[Excerpts from segmentation records]
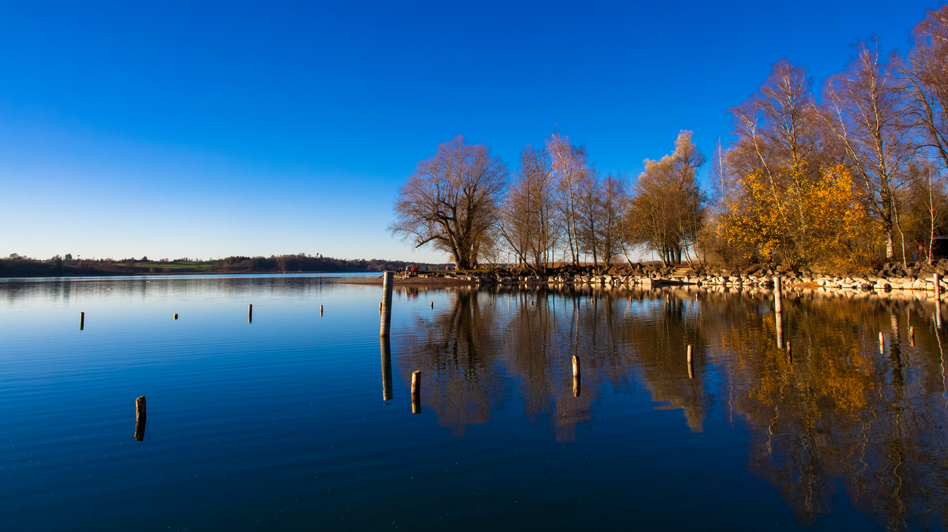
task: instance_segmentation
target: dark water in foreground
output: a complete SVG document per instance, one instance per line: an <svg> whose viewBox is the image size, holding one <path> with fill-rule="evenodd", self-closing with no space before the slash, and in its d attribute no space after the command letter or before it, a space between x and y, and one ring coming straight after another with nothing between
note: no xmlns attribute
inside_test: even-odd
<svg viewBox="0 0 948 532"><path fill-rule="evenodd" d="M932 301L335 280L0 280L0 529L946 526Z"/></svg>

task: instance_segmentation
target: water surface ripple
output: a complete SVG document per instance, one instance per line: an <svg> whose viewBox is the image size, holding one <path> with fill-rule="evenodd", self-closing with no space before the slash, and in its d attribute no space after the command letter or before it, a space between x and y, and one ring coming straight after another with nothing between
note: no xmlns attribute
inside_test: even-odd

◆ Set task
Reproduce every line of the records above word for word, omitting the pictures.

◆ Output
task: instance_segmentation
target: dark water in foreground
output: a complete SVG document per instance, one instance per line: an <svg> whose viewBox is the image size, holding one <path> with fill-rule="evenodd", self-closing with no space before the slash, and in its d attribute no space after the command letter or before it, a space between x and y, and one ring coming straight after another with nothing between
note: no xmlns attribute
inside_test: even-odd
<svg viewBox="0 0 948 532"><path fill-rule="evenodd" d="M932 301L335 280L0 280L0 529L946 526Z"/></svg>

task: instance_segmentation
target: water surface ripple
output: a complete SVG document per instance, one instance per line: an <svg> whose viewBox is the image size, holding one <path> with fill-rule="evenodd", self-closing with no space before the slash, and in its d attribute no space after the command letter or before it, a space between x and y, and one ring coming straight after another with nothing between
note: no xmlns attribute
inside_test: even-odd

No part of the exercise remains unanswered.